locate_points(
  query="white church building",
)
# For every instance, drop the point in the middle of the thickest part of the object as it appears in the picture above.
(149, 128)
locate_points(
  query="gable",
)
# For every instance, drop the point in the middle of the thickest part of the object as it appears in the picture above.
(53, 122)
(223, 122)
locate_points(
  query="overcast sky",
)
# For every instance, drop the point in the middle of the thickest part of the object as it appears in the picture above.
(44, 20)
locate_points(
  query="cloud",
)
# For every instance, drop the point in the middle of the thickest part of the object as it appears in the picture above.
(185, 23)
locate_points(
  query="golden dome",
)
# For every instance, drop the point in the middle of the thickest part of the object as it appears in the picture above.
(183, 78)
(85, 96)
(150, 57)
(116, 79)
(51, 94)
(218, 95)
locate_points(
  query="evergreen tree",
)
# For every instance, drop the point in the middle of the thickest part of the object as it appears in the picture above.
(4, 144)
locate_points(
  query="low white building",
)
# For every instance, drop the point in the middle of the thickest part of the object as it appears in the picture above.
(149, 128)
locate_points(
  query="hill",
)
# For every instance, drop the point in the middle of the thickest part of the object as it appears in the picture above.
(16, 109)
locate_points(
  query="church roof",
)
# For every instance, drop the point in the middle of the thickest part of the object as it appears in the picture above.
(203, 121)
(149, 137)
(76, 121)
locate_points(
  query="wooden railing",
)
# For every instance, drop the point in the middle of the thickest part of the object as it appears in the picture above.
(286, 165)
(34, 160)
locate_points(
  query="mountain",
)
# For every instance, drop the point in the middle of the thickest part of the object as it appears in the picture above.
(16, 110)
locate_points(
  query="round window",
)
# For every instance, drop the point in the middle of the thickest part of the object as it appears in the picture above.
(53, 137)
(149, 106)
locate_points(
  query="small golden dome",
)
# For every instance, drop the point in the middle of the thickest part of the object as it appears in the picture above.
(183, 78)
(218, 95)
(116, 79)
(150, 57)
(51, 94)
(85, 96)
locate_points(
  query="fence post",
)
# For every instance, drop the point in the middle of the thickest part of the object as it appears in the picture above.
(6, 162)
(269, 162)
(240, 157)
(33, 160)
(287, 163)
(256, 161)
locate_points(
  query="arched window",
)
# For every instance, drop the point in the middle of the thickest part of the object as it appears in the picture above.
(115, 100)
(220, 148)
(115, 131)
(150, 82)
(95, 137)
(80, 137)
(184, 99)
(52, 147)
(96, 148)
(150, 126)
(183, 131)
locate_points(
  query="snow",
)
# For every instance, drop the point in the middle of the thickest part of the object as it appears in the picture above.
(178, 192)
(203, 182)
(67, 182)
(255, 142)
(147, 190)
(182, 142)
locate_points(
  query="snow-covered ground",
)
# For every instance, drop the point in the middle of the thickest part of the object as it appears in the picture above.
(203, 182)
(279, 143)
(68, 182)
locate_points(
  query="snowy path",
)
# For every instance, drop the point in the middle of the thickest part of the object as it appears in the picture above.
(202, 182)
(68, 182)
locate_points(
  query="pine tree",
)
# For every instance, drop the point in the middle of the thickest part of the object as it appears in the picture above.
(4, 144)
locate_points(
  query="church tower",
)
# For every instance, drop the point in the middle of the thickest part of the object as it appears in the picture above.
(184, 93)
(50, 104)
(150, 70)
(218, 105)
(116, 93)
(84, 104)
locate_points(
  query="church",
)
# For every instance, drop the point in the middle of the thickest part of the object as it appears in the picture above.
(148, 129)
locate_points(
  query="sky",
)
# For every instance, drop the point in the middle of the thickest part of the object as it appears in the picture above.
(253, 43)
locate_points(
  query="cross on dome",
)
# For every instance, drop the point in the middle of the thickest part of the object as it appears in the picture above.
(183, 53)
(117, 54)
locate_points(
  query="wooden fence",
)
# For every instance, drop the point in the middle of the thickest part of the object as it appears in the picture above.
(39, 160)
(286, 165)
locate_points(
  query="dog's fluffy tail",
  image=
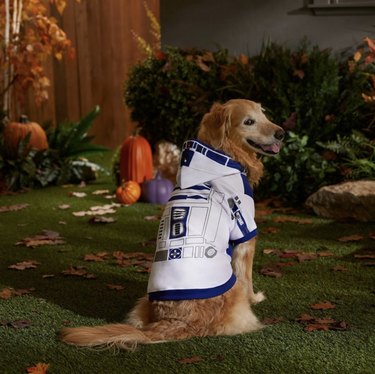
◆ ◆ ◆ ◆ ◆
Work required ::
Count the lines in the listing above that contain the word "building", and reply with that number only.

Answer for the task ::
2